Activity A
In the blog excerpt below, list every trait named in the sentence beginning "If your old and ugly" for those who are not counted among the winners.
Activity B
Extend the blog excerpt below by writing what comes next after its final sentence.

Excerpt to read

···

And pray against, pray binding and confusion and destruction over all the forces that seek to keep him trapped.

God bring your healing, your touch to these victims of sin. Bring life and freedom to those who are hurt and those who hurt others. We need You.

To the Loser

I have this friend. Great guy! Really nice person. Great worship leader. Great musician.

Super competitive!

His drive to win has probably helped him to be successful in so many areas.

My son has played basketball with him a few times and often played on his team. They both like to win and can actually help each other win.

I never get asked to be on anybody’s team. At basketball, I don’t usually help anyone win.

I’m a loser. I don’t have the drive or the confidence. I accept defeat pretty readily.

And I think that’s about to open some doors for me.

We all love winners. We love success and wealth, popularity, fame. The problem is there are a whole lot of losers and just a few winners.

And I think it’s time for the losers to step up.

We believe that winners can do whatever they want. If you’re tall, good looking, young (most certainly young), then the world is yours. If your old and ugly, short, fat, lame and broken, well…

But God!

Yeah, but God.

He’s calling me out. I believe He’s calling you out.

Do we really believe that miraculous things can happen because a loser acts according to God’s word? Do we believe that God can speak through those who are not eloquent, not charismatic, simply to show His greatness? Can I believe that my voice, my experience, my heart can reach those that the winners can’t touch?

I’m starting to think so.

“To the victor goes the spoils.” But when I look at our lost and dying world, the “spoils” of human lives, there is plenty to share with us losers too.

God, use us.

Use me.

Start a fire in my heart, a desire that burns, not with self confidence, but an assurance that you can use someone like me. Help me to silence the voices that say I can’t and simply believe in my God who can.

What A Ride?!

I feel like I’ve used this title before.  And yes, I know it has been a while since I’ve written anything.

Tough season.  Yeah, I’ve said that before too.

But this morning, after about five hours of sleep, I woke up to the question/challenge, “if I  am going to write, can I write like my life depends on it?  Will I say something like it’s the last thing I will ever say?”

Now part of the fun of a blog is that sometimes you are only writing for fun. But that isn’t sustainable.  When the only thing I am doing is speaking to hear my own voice, I probably should just shut up.

···

Material provided
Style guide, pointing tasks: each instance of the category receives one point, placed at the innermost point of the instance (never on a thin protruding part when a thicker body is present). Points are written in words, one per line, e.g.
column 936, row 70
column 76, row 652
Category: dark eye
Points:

···

Written answer A
old, ugly, short, fat, lame, broken

Written answer B
So here I am again.  I wanted this blog to show that God is in control and worth living for no matter where He takes you.  I wanted to face disappointment and confusion, doubt and fear with a shout of triumph because I know Jesus is all that matters.  I wanted to worship without regard for my circumstances.

I now work in a paper mill.  I make good money but it is hard, exhausting, sweaty work.  I work a lot of hours, sleep schedule ruined, no time for music, writing, anything.  I am about the oldest guy that I know of there (in my area), starting out, trying to prove myself to them.  I catch myself cussing in frustration.  I make mistakes and still can’t seem to do much right.  But God’s favor has been with me.

And there’s no place I’d rather be.

I hear the songs about dreams coming true.  I’ve seen the movies and read the books that seem to say that if we don’t give up, we can live the life we want, we can succeed.

And I think God puts many of those dreams inside of us (though certainly not all of them – yikes).

I just don’t believe anymore that I need to pursue them.  I need to pursue Him.  I don’t mean to trivialize this.  We all to often find our dreams and lose sight of our King.  That’s a tragedy.  If I never get to sing in front of a crowd, if I never get to pastor a youth group, if I die from heat stroke working in a paper mill, I will have succeeded because, despite the stupid things I’ve done, because I sit on His lap, in the presence of the Holy King of the Universe.

I hope that some of the guys I work with find Him because of the light that shines from me.  I hope that my children and grandchildren see that life lived for Jesus is worth it.  I’m not giving up on my dreams, though I am almost fifty-seven years old.

Jesus, hold on to me harder than I hold on to you.  This ride is crazy so I need you.